--- Task statement ---
The lines of the records that include "pier" should all be copied.

--- Record extracts ---

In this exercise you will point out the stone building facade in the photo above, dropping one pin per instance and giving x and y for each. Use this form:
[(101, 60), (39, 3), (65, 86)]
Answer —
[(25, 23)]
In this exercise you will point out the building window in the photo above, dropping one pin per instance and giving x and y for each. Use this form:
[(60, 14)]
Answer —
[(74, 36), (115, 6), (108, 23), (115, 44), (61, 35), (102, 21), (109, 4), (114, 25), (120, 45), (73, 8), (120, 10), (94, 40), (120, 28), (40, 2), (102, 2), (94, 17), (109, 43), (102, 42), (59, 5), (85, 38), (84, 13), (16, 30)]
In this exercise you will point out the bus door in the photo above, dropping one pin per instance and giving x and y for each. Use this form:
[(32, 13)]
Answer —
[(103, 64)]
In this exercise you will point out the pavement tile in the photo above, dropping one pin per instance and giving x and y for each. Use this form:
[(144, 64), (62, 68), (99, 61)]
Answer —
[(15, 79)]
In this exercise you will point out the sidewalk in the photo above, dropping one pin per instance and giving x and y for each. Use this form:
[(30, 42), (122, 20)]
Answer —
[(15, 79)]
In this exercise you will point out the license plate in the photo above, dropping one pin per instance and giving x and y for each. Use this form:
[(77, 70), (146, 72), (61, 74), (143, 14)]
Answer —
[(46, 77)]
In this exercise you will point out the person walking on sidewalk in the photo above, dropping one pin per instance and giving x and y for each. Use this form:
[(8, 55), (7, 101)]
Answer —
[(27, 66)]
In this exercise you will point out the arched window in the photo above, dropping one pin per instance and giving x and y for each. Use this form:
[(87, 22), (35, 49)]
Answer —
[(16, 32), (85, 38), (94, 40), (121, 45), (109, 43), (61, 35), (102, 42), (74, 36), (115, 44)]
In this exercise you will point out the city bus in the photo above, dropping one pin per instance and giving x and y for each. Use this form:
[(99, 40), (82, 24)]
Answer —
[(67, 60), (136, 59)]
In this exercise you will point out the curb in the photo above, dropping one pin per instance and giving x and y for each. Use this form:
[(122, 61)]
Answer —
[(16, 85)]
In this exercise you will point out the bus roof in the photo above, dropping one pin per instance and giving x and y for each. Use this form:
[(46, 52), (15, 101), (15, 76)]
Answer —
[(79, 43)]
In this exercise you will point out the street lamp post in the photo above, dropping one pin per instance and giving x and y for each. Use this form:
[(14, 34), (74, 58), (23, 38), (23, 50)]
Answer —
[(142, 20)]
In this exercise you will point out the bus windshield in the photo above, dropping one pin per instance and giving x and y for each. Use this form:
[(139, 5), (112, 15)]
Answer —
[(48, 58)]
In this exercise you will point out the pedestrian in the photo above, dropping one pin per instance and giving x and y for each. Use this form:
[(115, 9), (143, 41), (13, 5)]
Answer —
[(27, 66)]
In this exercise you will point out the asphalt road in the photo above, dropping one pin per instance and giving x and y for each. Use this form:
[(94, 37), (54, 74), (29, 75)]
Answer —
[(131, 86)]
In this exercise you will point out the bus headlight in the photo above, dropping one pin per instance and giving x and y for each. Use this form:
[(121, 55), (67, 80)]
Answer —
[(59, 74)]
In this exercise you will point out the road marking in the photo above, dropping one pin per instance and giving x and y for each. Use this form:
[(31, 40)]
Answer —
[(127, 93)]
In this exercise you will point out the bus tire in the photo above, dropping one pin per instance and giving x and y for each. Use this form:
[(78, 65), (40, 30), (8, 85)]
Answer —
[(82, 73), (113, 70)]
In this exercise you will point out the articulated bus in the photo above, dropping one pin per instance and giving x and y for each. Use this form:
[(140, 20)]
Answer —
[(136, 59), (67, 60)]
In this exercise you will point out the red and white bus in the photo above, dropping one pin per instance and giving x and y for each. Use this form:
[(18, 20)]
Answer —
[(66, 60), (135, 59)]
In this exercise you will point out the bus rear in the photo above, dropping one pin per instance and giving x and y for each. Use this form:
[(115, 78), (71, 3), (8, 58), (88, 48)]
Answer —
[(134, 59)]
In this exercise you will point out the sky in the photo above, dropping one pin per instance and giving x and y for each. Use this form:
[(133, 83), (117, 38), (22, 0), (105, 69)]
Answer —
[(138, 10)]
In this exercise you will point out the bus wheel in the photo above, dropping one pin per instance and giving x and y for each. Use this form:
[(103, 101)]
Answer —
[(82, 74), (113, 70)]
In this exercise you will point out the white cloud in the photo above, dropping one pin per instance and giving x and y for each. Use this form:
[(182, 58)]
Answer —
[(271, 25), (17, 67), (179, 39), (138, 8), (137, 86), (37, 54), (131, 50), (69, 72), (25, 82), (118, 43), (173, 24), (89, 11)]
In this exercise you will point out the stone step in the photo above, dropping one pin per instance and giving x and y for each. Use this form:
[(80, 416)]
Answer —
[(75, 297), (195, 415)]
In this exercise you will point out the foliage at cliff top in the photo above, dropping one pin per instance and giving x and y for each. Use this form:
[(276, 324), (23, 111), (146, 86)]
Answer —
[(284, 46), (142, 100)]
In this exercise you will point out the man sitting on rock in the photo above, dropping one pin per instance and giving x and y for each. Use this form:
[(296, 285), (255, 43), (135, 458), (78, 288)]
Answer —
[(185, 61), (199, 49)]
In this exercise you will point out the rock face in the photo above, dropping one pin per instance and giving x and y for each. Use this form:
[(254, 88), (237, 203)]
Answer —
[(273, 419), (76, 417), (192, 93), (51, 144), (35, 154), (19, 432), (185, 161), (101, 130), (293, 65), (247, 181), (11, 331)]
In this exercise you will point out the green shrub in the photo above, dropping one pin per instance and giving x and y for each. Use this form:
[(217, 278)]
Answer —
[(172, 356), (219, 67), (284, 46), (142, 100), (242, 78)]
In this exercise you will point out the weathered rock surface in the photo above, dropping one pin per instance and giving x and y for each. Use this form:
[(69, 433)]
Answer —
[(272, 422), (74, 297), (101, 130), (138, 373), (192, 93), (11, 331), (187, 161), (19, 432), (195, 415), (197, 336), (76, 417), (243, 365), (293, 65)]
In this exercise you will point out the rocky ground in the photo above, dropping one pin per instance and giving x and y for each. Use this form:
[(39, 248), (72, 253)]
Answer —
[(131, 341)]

...

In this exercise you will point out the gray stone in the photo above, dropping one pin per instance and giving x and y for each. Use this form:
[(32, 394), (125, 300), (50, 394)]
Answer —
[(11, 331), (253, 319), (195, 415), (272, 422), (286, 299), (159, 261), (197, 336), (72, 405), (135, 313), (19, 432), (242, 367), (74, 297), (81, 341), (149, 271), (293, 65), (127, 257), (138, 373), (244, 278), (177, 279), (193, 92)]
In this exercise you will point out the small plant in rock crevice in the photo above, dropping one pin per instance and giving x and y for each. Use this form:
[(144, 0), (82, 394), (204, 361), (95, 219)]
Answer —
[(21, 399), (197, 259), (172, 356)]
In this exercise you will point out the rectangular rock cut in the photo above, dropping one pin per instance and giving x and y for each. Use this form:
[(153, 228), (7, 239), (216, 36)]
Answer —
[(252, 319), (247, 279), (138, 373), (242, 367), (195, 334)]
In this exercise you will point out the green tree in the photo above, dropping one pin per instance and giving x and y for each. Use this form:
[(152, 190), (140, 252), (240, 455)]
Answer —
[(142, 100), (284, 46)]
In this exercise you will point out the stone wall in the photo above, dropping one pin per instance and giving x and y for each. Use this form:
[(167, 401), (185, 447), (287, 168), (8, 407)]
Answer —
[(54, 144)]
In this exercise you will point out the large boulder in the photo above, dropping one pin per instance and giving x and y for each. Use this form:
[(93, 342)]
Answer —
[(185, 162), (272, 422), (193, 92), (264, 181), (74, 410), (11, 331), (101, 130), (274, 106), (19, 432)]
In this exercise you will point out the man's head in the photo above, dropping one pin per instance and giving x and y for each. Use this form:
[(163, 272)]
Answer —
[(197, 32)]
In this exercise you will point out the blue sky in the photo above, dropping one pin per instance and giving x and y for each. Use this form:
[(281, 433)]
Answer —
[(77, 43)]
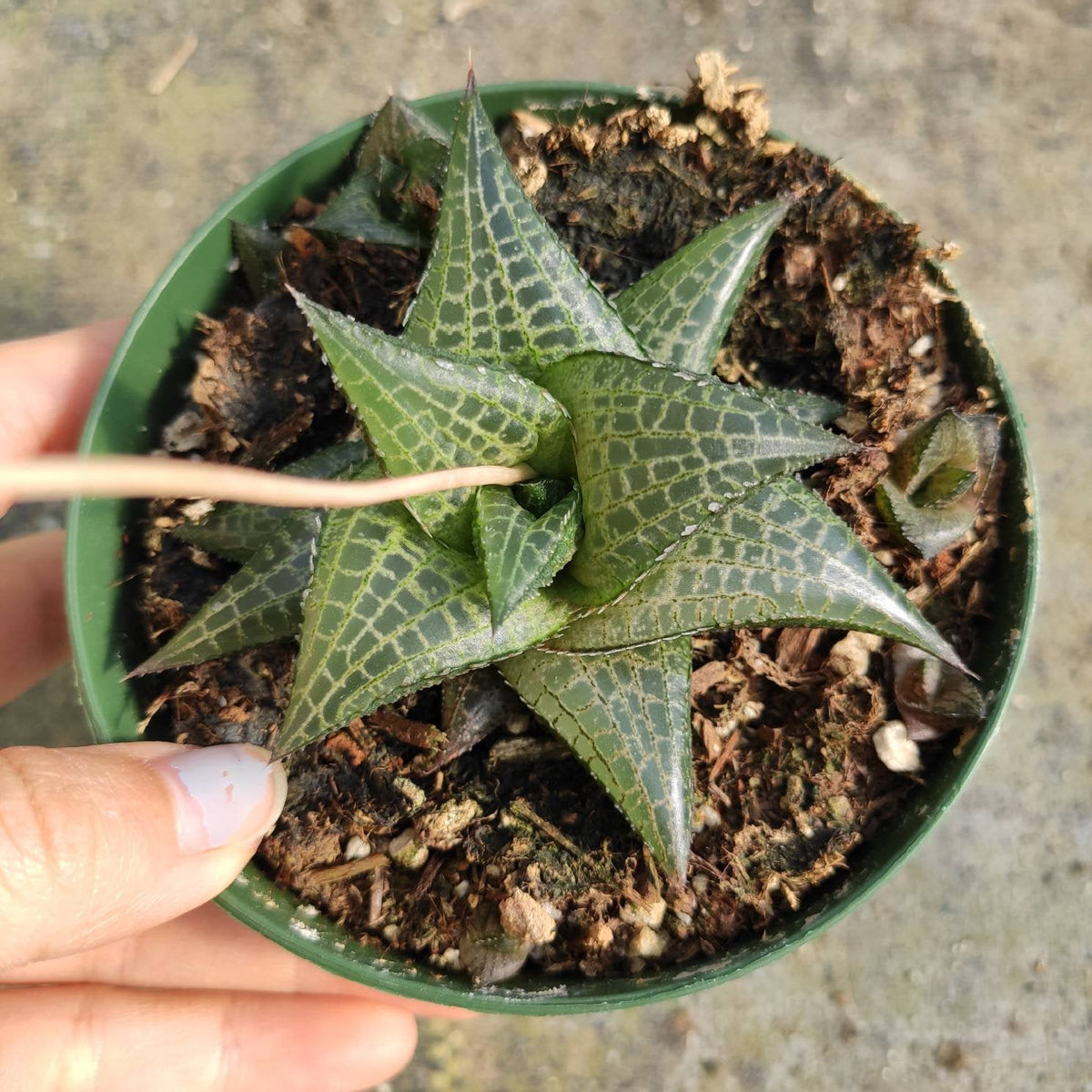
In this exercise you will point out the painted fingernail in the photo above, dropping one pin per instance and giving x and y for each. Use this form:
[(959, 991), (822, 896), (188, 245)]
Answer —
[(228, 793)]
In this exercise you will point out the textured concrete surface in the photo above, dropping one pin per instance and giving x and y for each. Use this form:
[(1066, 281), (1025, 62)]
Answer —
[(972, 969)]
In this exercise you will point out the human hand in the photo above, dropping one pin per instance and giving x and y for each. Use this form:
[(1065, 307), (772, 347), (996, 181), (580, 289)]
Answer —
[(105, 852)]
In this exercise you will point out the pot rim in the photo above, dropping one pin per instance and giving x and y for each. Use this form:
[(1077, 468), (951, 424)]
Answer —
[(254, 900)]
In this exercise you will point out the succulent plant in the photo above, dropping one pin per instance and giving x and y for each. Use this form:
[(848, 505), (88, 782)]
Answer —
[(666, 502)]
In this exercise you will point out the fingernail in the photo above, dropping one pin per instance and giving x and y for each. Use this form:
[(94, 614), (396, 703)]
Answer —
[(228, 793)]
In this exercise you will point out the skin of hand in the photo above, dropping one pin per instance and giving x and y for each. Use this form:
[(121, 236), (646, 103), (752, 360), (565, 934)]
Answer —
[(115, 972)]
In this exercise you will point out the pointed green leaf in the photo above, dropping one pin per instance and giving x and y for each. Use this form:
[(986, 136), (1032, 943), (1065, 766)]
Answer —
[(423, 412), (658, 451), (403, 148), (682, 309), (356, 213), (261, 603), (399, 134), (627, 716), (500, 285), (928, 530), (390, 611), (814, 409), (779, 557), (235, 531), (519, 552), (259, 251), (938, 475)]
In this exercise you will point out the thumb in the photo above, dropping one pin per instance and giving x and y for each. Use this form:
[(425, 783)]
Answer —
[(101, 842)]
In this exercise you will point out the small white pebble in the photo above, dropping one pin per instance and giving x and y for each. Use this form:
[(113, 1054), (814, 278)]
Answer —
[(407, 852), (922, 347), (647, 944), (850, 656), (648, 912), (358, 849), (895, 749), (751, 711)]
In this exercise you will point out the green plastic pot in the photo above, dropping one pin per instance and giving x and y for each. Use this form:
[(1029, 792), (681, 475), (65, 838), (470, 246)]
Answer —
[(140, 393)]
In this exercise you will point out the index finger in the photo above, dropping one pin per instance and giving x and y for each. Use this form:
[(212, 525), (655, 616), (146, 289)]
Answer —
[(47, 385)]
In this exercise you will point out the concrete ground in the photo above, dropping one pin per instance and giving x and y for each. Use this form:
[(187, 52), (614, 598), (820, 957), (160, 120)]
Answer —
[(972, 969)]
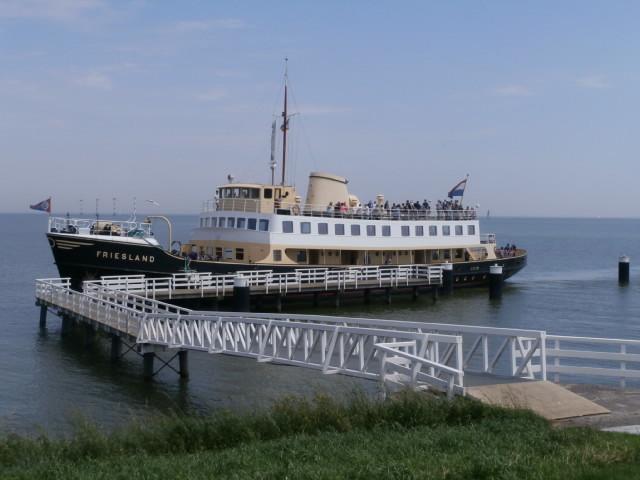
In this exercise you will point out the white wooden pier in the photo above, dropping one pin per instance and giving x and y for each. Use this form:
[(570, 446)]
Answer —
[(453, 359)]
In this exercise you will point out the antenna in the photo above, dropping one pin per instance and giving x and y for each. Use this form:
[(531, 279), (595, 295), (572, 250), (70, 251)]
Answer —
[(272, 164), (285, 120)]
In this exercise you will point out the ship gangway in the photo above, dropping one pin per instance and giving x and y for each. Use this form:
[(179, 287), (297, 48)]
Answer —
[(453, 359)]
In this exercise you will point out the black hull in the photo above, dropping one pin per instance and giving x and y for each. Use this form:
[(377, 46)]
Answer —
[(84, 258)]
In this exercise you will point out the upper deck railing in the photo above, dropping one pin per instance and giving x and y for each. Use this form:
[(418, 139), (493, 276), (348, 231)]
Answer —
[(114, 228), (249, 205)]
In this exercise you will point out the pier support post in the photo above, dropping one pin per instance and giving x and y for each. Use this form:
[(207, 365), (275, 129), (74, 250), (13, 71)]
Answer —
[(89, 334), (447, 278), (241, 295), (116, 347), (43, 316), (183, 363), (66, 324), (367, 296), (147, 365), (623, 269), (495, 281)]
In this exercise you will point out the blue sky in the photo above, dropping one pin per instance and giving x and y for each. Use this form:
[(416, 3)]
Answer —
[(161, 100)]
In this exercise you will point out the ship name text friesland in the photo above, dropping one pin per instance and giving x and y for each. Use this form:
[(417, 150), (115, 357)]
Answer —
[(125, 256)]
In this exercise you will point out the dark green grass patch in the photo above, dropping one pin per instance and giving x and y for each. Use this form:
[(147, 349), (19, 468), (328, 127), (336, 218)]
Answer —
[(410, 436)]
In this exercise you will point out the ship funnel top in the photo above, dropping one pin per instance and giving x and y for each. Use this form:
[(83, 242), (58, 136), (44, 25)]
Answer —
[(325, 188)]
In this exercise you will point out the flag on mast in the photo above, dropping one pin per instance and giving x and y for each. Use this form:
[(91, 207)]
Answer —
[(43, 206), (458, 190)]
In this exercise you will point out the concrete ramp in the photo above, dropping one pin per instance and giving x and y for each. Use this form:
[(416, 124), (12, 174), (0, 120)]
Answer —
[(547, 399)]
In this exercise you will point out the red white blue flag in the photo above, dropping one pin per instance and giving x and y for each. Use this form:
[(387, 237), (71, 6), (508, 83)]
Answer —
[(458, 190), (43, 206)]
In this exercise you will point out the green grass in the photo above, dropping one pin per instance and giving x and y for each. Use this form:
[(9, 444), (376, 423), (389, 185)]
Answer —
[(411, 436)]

==

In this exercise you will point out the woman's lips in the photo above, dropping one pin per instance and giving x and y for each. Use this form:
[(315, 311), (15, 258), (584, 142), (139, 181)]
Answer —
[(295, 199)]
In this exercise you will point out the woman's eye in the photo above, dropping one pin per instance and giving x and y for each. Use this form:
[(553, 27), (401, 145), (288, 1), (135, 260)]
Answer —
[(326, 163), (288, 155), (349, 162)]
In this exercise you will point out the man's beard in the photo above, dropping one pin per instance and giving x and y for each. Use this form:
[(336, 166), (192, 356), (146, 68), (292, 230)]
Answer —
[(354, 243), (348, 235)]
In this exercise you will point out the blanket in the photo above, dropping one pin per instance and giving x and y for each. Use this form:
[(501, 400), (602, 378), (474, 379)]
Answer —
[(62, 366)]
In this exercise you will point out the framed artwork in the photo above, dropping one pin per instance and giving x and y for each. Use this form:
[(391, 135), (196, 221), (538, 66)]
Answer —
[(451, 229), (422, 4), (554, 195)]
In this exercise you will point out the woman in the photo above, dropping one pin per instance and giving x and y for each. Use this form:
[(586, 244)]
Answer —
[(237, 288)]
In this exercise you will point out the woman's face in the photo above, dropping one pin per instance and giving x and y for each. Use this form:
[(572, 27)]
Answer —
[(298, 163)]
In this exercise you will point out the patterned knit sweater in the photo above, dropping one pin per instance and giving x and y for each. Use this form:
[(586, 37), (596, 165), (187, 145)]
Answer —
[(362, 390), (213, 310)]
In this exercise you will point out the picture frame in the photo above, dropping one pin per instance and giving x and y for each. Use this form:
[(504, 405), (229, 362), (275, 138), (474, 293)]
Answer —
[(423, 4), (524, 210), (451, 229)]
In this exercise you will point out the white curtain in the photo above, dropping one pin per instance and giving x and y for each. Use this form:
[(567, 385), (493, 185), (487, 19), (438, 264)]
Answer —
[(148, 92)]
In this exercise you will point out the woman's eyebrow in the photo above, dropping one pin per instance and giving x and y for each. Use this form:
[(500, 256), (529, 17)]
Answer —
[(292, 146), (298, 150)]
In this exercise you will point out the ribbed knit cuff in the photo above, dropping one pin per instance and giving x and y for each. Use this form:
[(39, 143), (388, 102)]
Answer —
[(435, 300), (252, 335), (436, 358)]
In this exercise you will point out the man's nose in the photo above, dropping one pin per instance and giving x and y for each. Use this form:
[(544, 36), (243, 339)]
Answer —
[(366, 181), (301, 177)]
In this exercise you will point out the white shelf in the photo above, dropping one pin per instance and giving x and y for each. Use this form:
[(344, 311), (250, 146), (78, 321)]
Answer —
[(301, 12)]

--- Worked solution ---
In this exercise you will point out the white wooden pier in the photo above, dropping one pin per instance and giving x and y for each. Use this form:
In this exercise you will point out the pier support post in the photo above, dropping one pin per instance and giving x and y for each. Use this form:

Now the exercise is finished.